From the line containing "Please segment the dark" to the end of the listing, write out every line exactly; leave out everything else.

Labeled area outline entries
....................
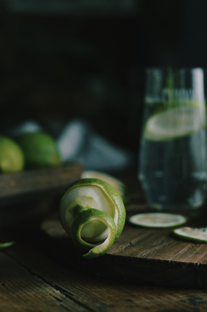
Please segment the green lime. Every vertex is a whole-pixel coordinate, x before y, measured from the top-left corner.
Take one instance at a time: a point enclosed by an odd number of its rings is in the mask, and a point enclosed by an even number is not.
[[[195,133],[206,126],[206,110],[203,107],[177,107],[150,117],[144,137],[156,141],[170,140]]]
[[[24,167],[24,155],[20,146],[9,138],[0,136],[0,172],[18,172]]]
[[[98,178],[81,178],[63,196],[60,220],[86,258],[103,255],[119,237],[126,210],[118,192]]]
[[[188,241],[207,243],[207,228],[183,228],[174,230],[174,234]]]
[[[99,178],[100,180],[103,180],[105,182],[107,182],[108,184],[110,184],[111,186],[112,186],[115,189],[117,190],[117,191],[120,194],[120,195],[122,197],[122,199],[124,201],[126,193],[126,185],[119,178],[115,178],[111,176],[110,174],[95,170],[85,170],[82,172],[81,177],[82,178]]]
[[[44,132],[25,132],[16,138],[22,148],[27,168],[55,167],[61,163],[55,139]]]
[[[181,214],[166,212],[149,212],[135,214],[129,221],[136,226],[146,228],[170,228],[186,222],[187,218]]]

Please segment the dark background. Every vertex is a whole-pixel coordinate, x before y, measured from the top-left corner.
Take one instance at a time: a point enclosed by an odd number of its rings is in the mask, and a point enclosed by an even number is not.
[[[68,0],[70,9],[53,10],[41,2],[34,11],[1,2],[0,131],[84,118],[137,154],[144,70],[206,66],[207,1],[135,0],[126,10],[121,0],[107,9]]]

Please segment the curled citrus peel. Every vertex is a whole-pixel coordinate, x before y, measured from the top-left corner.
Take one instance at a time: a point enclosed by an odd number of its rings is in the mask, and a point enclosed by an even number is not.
....................
WRITTEN RESPONSE
Please segment the dark background. Every vertex is a whole-pixel coordinate, x before y, measured from the top-left corner.
Take one instance at a time: a point enclosed by an odd number of its rings is in the mask, and a point enclosed by an even number is not.
[[[68,0],[70,9],[53,10],[41,2],[34,11],[1,2],[0,131],[84,118],[137,154],[144,70],[206,66],[207,1],[135,0],[126,10],[121,0],[107,9]]]

Please segment the curled citrus peel. Every vertex is a whole-pixel coordinate, x before y, measured from the top-left corner.
Take one instance at a time: a point enclosed by an odd number of its rings is in the mask, and a point enclosed by an even number is not.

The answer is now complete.